The rain begins to fall again. I follow the damp road down through a few shallow drainages crossing from north to south, all dropping into Coxey Creek to my south. The right turn to Horse Spring Campground passes quietly as I begin a warming climb up and around the southwest flank of Rattlesnake Mountain; I don't see any rattlesnakes today. Enough water is falling now that rivulets of water are now running along the road here and there.

Looking back, the high mountains that I began my trip in have all but disappeared in the east; the ridges that form the northern boundary of Lake Arrowhead rise to the southwest seven or eight miles away. To my north and west lay the lower hills and expanses of the Mojave Desert, although the clouds are low and thick enough that I can see but a few miles in that direction. I crest the southwest shoulder of Rattlesnake Mountain: the road now drops quickly along a northwest-trending ridge to the north, the grade increasing as does my speed.

The temperature is a few degrees warmer here at the lower elevation, but my windspeed is high again and the chill factor likewise. My fingers begin to numb; I hang on more tightly and my knees clamp onto the bike frame to hang on. This is beginning to be a pretty outrageous downhill; I fly down around nasty tight turns with high sandy berms. The rain pelts me and stings my face. The speedo is now working fulltime and apparently indicating the proper speed, but the combination of high speed, fresh rain and gravel and muck kicking up from the front wheel dissuade me from looking that way. I pass a few neat looking trails that wander off to the west; I catalog these for later exploration and try and keep my mouth shut to keep the gravel out.

» Set of tasks
A - In the ride passage, which creek do the shallow drainages drop into?
B - Reproduce the ride passage from "The rain begins" up to and including "here and there.".

» Raw data
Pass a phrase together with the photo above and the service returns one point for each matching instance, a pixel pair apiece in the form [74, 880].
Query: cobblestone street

» Solutions to each task
A - Coxey Creek

B -
The rain begins to fall again. I follow the damp road down through a few shallow drainages crossing from north to south, all dropping into Coxey Creek to my south. The right turn to Horse Spring Campground passes quietly as I begin a warming climb up and around the southwest flank of Rattlesnake Mountain; I don't see any rattlesnakes today. Enough water is falling now that rivulets of water are now running along the road here and there.